Используя эти сведения.
[1] Из какого стихотворения Бодлера, согласно тексту о картинах Нюренберга, Матисс заимствовал название картины «Роскошь, покой и наслаждение»?
[2] Продолжите текст о картинах Нюренберга после его последнего предложения.
[Текст упражнения]
Творчество «независимых» выделялось на общем фоне и новаторством художественных форм, и новизной мотивов и тем. «Их привлекает область мистики, экзотики и эротики», констатировал один из рецензентов. Одним из таких эротико-экзотических образов и культурных символов эпохи декаданса была Саломея, героиня одноименной драмы Оскара Уайльда. Нюренберг также поддался модному увлечению. С темой иудейской принцессы связаны его живописные панно «Завтрак Саломеи» и «Пир Саломеи». В центральном мотиве трапезы на берегу моря в обеих работах нельзя не увидеть сходство с картиной Матисса «Luxe, Calme et Volupté» («Роскошь, покой и наслаждение», 1904). Ее название автор заимствовал из рефрена стихотворения Шарля Бодлера «Приглашение к путешествию» (цикл «Цветы зла»): «Это мир таинственной мечты, / Неги, ласк, любви и красоты» (пер. Д. Мережковского).
Композиции Нюренберга по смыслу скорее также навеяны стихотворением Бодлера, чем драмой Уайльда: «Взгляни на канал, / Где флот задремал: / Туда, как залетная стая, / Свой груз корабли / От края земли / Несут для тебя, дорогая…» (пер. Д. Мережковского). Трагическая тема Саломеи стала для молодого художника лишь поводом для решения формальных декоративных и композиционных задач, которые он осуществил в духе своего кумира. Нюренберг чередует изображения обнаженных женских фигур в разнообразных поворотах и позах и располагает их как на фризе, вдоль горизонтальной плоскости холста или по кругу, создавая впечатление ритма плавной мелодии или движения хоровода. Сама сцена с изображением обнаженных на фоне природы имеет традиционную коннотацию с идиллическим мифом об утраченном земном рае, о первозданной гармонии природы и человека.
[/Текст упражнения]
[Исходные данные]
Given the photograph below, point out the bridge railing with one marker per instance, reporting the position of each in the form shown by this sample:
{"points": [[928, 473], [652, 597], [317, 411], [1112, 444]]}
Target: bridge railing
[/Исходные данные]
Результаты упражнения.
[1] Из стихотворения «Приглашение к путешествию» из цикла «Цветы зла».

[2]
Произведения Нюренберга также соотносятся и с «водными сюжетами» с изображением лодок (кораблей), скользящих или застывших на водной глади (море, реке), любимыми многими французскими художниками от импрессионистов до фовистов. Мотив каравеллы (бригантины) с алыми, желтыми, белыми или цвета морской волны парусами присутствует почти во всех работах Нюренберга как персонификация юношеской мечты о таинственных и неведомых странах. Романтический образ парусника нашел выражение в ранних стихах дружившего с Нюренбергом Эдуарда Багрицкого[16] и в строках его знаменитой «Креолки» (1915):
Нюренберг вспоминает, как в Париже он снимал одну мастерскую вместе с Шагалом, как оба делились вспоминаниями о своей родине и «о счастливых днях юности»: «… я ему рассказывал об Одессе. О поразившем мое юношеское воображение сказочном порте, о громадных иностранных пароходах <…> и особенно много рассказывал о море, о его непередаваемой героической романтике в часы шторма, когда берега и я, писавший его, покрывались злой бело-желтоватой пеной. И о закатах»[17].